Slide 27 - Quizvraag

Een zorgvrager is niet verplicht alles te vertellen wat van belang is voor de behandeling.
A
waar
B
niet waar

Slide 28 - Quizvraag

Waarvoor staan de letters BIG
A
Bedrijven in Gezondheidszorg
B
Beroepen Individuele Gezondheidszorg
C
Bezwaarcommissie In Gezondheidszorg
D
Beroepsprocedure in Gezondheidszorg

Slide 29 - Quizvraag

Wat houdt WGBO in ?
A
Wat er in het zorgdossier moet staan
B
De rechten en plichten van clienten en zorgverleners

Slide 30 - Quizvraag

Je bent volgens de WGBO als patiënt verplicht om je zorgverlener volledig en eerlijk op de hoogte te brengen van je problematiek
A
juist
B
onjuist

Slide 31 - Quizvraag

Onvrijwillige zorg is volgens de wet zorg en dwang
A
zorg die door de arts verplichtend word opgelegd
B
zorg waarmee de zorgvrager niet instemt en zich tegen verzet
C
zorg die door de familie/ vertegenwoordiger verplichtend wordt opgelegd

Slide 32 - Quizvraag

''Beschermd tegen ondeskundig en onzorgvuldig handelen''
Over welke wet hebben we het?

┄┄┄┄┄┄┄┄┄┄

OPDRACHTEN:
**a)** Schrijf uit de quiz over zorgwetgeving woordelijk alles over, van "Waarvoor staan de" tot en met "houdt WGBO in ?".
**b)** Noem alle antwoordmogelijkheden die de quiz over zorgwetgeving geeft bij de vraag waarvoor de letters BIG staan.
**c)** Zet de quiz over zorgwetgeving voort na de laatste regel die er staat.

┄┄┄┄┄┄┄┄┄┄

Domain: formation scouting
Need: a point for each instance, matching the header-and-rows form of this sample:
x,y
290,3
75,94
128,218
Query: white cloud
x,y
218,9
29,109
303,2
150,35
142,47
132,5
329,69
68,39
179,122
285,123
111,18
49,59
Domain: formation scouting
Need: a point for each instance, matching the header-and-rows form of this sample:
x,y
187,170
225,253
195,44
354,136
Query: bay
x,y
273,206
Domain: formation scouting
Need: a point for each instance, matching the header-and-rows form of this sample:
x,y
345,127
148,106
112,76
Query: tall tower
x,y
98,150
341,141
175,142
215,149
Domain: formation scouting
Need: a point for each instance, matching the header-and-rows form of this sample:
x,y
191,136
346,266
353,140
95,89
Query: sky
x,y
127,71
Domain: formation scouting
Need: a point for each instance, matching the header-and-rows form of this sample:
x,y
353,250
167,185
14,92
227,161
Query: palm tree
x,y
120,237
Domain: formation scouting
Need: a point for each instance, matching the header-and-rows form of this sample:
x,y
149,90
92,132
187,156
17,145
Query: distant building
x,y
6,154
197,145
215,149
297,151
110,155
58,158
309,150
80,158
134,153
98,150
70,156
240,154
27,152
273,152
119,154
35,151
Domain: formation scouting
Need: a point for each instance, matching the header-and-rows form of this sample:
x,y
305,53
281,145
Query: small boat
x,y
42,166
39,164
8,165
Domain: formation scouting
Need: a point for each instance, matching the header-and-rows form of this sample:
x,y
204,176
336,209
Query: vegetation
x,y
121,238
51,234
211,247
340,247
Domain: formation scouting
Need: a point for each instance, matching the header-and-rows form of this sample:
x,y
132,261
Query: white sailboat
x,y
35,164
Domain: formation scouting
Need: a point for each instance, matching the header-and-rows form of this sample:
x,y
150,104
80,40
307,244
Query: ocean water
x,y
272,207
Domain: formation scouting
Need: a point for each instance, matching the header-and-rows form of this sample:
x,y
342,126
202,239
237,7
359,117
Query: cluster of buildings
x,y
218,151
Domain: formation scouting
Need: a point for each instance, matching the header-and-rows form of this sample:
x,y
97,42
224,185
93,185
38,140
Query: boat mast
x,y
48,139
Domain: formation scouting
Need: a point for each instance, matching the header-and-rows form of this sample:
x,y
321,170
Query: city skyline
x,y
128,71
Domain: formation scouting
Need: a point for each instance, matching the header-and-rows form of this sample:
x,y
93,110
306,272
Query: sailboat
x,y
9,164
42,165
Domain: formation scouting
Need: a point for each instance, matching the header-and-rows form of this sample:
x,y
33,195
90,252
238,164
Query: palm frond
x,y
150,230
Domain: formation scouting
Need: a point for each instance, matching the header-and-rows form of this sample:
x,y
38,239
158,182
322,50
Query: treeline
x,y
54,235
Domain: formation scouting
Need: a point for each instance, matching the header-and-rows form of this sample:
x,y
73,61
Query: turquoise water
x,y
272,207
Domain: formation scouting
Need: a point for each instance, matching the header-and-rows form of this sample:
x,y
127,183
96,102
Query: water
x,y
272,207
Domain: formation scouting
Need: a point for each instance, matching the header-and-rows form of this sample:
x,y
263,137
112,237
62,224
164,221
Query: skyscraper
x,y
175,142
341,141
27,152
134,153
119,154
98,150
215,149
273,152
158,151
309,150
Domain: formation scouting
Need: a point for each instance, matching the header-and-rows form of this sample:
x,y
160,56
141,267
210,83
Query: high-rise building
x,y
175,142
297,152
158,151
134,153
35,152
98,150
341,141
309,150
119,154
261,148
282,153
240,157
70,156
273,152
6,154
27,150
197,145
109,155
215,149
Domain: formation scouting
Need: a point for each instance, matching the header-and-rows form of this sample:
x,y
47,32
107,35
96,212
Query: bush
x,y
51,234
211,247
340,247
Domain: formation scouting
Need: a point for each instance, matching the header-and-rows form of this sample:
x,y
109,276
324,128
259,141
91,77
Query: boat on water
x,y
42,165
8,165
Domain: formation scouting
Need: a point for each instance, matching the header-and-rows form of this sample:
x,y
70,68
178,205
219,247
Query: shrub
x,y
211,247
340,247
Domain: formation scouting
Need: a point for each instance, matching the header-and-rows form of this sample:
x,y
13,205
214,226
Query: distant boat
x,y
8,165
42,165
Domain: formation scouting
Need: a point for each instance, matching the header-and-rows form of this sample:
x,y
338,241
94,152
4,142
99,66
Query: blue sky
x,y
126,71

┄┄┄┄┄┄┄┄┄┄

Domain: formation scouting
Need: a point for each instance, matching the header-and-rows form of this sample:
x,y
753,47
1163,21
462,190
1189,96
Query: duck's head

┄┄┄┄┄┄┄┄┄┄

VERWACHTE ANTWOORDEN:
**a)**
Waarvoor staan de letters BIG
A
Bedrijven in Gezondheidszorg
B
Beroepen Individuele Gezondheidszorg
C
Bezwaarcommissie In Gezondheidszorg
D
Beroepsprocedure in Gezondheidszorg

Slide 29 - Quizvraag

Wat houdt WGBO in ?

**b)**
- Bedrijven in Gezondheidszorg
- Beroepen Individuele Gezondheidszorg
- Bezwaarcommissie In Gezondheidszorg
- Beroepsprocedure in Gezondheidszorg

**c)**
A
WGBO
B
Civiel recht
C
Rechtsstaat
D
Wet BIG

Slide 33 - Quizvraag

De Wet zorg en dwang geldt niet alleen in instellingen, maar bijvoorbeeld ook in de thuissituatie of in kleinschalige woonvormen
A
Waar
B
Niet waar

Slide 34 - Quizvraag

Hoeveel BIG geregistreerde verpleegkundigen telt Nederland
(maart 2023)
A
27.000
B
151.000
C
83.000
D
221.605

Slide 35 - Quizvraag

De Wet zorg en dwang regelt rechtsbescherming voor mensen met een psychische stoornis.


A
Waar
B
Niet waar

Slide 36 - Quizvraag

''Wet waarbij je een behandelingsovereenkomst aangaat met de patient.''
A
BIG
B
WGBO

Slide 37 - Quizvraag

Welke wet regelt de rechten bij onvrijwillige zorg of onvrijwillige opname van mensen met een verstandelijke beperking en mensen met een psycho-geriatrische aandoening?

A
BOPZ
B
Wet zorg en dwang
C
Wet BIG
D
WvGGZ

Slide 38 - Quizvraag

Nee tenzij
Uit welke wet is dit een belangrijke regel?
A
BOPZ
B
WvGGZ
C
Wet zorg en dwang
D
Wet BIG

Slide 39 - Quizvraag

'een maatregel voor mensen die een zwaar misdrijf hebben gepleegd''
Over welke maatregel gaat dit?
A
Verplichte zorg
B
TBS
C
WvGGZ
D
Wet zorg en dwang

Slide 40 - Quizvraag

Als iemand TBS krijgt opgelegd betekend dit dat het gepleegde misdrijf hem niet (volledig) kan worden aangerekend
A
Waar
B
Niet waar

Slide 41 - Quizvraag

Niet bekwaam is niet bevoegd betekent
A
Dat je een handeling mag uitvoeren na scholing
B
Dat je een handeling mag uitvoeren na het oefenen ervan
C
Dat je een handeling niet mag uitvoeren.
D
Dat je een handeling mag uitvoeren na bijscholing en oefening

Slide 42 - Quizvraag

Een verpleegkundige mag een cliënt aangeven bij de politie als hij of zij een strafbare feit heeft gepleegd.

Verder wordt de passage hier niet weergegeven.